Passada uma semana, por coincidência ou por haver tido conhecimento da passagem da Coluna Santa Cruz (assim, também chamada), Antônio Silvino com seu bando marcha rumo à terrinha. O cangaceiro havia criado um rancoroso ódio ao coronel Aristides, achando que era o responsável pelo trucidamento de seus cabras, Pimenta e Macambira que, desgarrados do seu grupo, ao passar pela Vila, foram presos.


A HISTÓRIA

Os dois vinham com muita sede, e ao se aproximarem de uma cacimba na beira do rio, para saciar a sede, foram avistados por um soldado que suspeitou deles, e deu voz de prisão. Na cadeia, confessaram quem eram e alegaram que tinham desertado do bando de Antônio Silvino no fogo da Pedreira - esse caso ocorreu possivelmente uns dois anos antes, portanto em 1910. Foram então tomadas as providências para levá-los dali. Aristides, chefe político, não queria aqueles homens perigosos na Vila. Por esses dias apareceu de passagem um tal de Tenente Tolentino, vindo do alto sertão com uma volante rumo à capital, que se prontificou a levar os dois cabras. Pediu o reforço de dois praças ao delegado prosseguiu a viagem levando os bandoleiros. Ao que tudo indica, logo que se afastou da Vila, ao passar pelo sítio Olho D'Água das Lages, vizinho ao sítio de Sebastião Félix, parou e mandou que os cabras cavassem uma cova, e, ali mesmo, atirou nos dois. Um deles ainda estava vivo quando foi sepultado. Mandou os dois praças de volta e prosseguiu viagem. Esses praças é que deram a notícia do ocorrido.

•••

TAREFA 1 - No relato sobre Antônio Silvino e o coronel Aristides, perto de que lugar o soldado avistou Pimenta e Macambira?
TAREFA 2 - Prossiga o relato sobre Antônio Silvino e o coronel Aristides a partir da última frase apresentada.

Dados de referência apoiados em imagens
•••

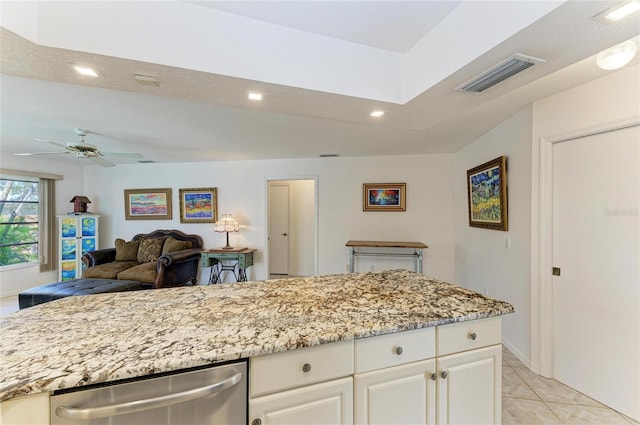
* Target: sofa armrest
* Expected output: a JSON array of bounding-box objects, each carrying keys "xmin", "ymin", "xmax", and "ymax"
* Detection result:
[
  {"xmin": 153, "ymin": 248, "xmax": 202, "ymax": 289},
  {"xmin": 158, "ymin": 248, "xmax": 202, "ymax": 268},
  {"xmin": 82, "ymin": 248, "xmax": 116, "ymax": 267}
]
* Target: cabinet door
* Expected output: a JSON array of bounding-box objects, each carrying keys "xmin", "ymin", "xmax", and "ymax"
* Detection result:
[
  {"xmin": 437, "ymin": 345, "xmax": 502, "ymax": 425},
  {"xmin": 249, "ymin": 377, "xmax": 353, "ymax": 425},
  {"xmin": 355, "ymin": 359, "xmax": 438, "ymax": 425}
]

•••

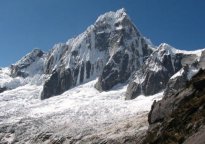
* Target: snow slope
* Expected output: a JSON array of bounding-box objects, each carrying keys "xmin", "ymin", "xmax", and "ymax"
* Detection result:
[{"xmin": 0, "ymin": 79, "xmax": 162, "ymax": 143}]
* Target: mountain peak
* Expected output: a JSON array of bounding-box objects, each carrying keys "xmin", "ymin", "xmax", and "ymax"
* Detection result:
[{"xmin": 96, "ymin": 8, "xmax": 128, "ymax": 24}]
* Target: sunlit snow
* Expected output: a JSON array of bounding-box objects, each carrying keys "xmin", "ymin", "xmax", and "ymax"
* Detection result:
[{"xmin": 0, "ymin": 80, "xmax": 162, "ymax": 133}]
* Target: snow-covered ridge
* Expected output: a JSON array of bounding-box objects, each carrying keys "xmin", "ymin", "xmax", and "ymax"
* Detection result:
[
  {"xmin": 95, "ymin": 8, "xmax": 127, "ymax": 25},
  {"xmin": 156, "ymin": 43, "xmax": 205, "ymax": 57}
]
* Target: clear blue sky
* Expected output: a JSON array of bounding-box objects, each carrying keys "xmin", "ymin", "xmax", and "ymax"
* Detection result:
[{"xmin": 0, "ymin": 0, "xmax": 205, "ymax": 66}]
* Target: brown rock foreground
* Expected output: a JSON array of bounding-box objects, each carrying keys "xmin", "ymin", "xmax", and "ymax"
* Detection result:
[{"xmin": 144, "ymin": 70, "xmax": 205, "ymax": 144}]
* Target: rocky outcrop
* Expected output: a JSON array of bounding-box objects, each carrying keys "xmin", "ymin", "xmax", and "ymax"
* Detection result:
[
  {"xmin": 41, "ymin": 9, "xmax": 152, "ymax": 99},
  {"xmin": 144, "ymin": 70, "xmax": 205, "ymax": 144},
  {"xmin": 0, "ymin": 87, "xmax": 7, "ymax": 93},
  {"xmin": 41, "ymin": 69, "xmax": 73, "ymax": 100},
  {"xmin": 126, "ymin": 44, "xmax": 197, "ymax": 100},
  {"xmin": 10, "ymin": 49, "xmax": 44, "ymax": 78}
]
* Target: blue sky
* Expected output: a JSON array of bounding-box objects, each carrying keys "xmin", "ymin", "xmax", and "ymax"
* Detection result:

•••

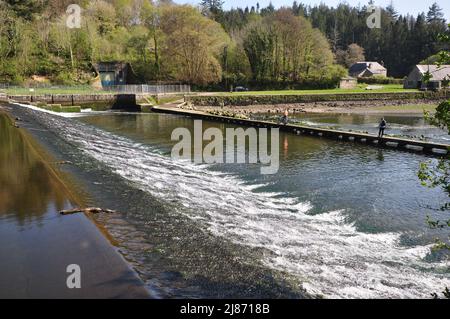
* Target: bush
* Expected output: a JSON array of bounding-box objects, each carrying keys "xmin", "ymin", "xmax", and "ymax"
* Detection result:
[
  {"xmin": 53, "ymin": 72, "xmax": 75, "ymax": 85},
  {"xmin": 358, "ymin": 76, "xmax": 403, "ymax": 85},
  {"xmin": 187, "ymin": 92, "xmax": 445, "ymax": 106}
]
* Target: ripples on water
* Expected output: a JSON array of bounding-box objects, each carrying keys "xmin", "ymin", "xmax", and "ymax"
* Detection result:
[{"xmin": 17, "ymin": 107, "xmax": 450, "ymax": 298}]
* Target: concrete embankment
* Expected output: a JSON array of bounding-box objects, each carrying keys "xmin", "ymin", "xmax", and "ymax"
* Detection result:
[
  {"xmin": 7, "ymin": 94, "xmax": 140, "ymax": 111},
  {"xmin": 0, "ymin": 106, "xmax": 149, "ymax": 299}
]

•••

RESPOSTA FINAL 1 - Perto de uma cacimba na beira do rio.

RESPOSTA FINAL 2 -
O sítio Olho D'Água das Lajes pertence hoje ao senhor Etevoldo Cabral que, dono de um coração muito grande, mandou construir um jazigo e uma capelinha no local onde os dois rapazes foram trucidados.


E AGORA, O PIOR

Quando Aristides tivera conhecimento da entrada de Antônio Silvino na Vila, mandara que pusessem uma cadeira na sua calçada, que era alta, bem acima do nível da rua, e, fumando seu charuto, aguarda a chegada do bandoleiro. Logo que se aproxima, Silvino grita:

- Desça daí, velho safado, pra morrer!

- Safado é você - responde Aristides - que sai por aí matando e roubando! Eu sou um homem honesto.

Silvino, muito irritado, puxa o velho e bate nele. Ameaça matá-lo e toda sua descendência. Aristides replica: "Bate e mata, mas mata um homem". Silvino age livremente, não encontra nenhuma resistência, pois a polícia está completamente desarmada. Sai batendo e humilhando Aristides pelas ruas.

Ao passar pela frente da casa de Manuel Emiliano, pessoa importante na Vila e bem acatada por Silvino, Yayá sua esposa sai de casa e implora ao cangaceiro, dizendo ser o coronel inocente do caso, e pessoa muito boa querida de todos.

Aristana acompanha Antônio Silvino que arrasta seu pai pelas ruas e sua presença, de certo modo, evita que o cangaceiro acabe de vez com a vida de Aristides. O cangaceiro, em seu código de honra, tinha um respeito todo especial pelas virgens e pelos sacerdotes, não permitindo que nenhum de seus cabras faltasse com o respeito a essas pessoas. Aristana, além de virgem, é uma mulher muito bonita, olhos grandes, todo tempo junto ao pai, sofrendo e implorando clemência. Impressiona Antônio Silvino e seus homens a coragem e perseverança daquela jovem com um xale preto na cabeça protegendo os cabelos grandes e negros. Com sua fala mansa ela implora e chora:

- Capitão, pelo amor de Deus, atenda meu pedido, não mate meu pai!

O coração da fera estremece, não tem como faltar. É muito forte a emoção ao pedido daquela jovem.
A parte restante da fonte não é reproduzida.